(Provided entries)

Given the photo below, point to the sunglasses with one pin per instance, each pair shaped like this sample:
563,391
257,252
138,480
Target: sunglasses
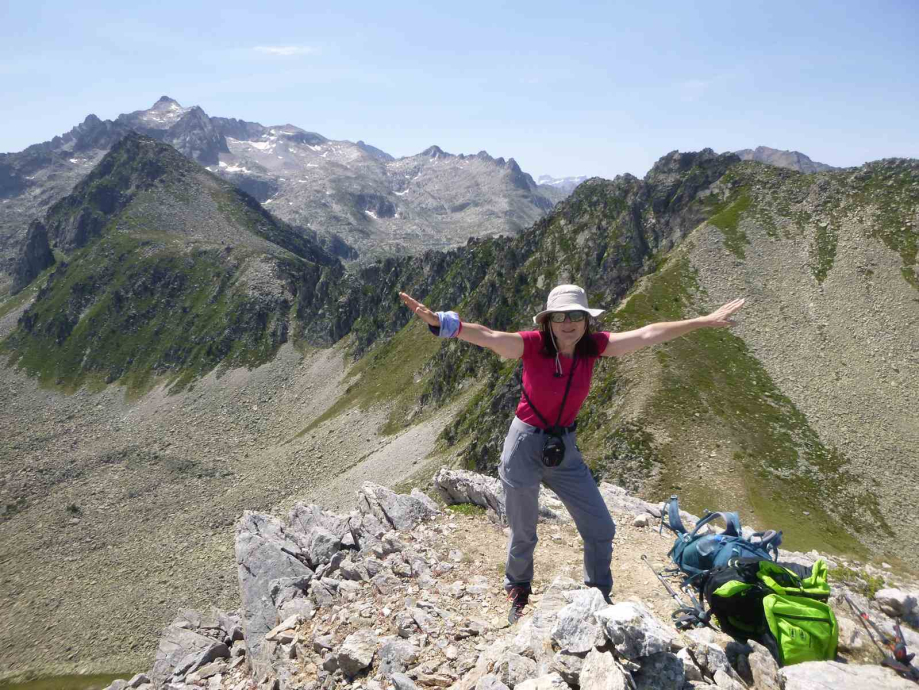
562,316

(End Provided entries)
(Provided entries)

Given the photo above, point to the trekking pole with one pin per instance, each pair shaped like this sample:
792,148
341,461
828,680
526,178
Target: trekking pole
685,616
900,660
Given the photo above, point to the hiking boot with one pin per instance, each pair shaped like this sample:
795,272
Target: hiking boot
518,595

(End Provided entries)

» **Your objective**: Scan the material line by line and report each one that contains "this".

» **Result below**:
Given the photo below, point to the sunglasses with one pin per instance, each pair shaped like this sample:
Given the photo above, point to the trekking pole with one pin per instance, each pair shaped like this sample:
Given the photo above, point to the hiking boot with one pin per instance, each pair shaped like this sample:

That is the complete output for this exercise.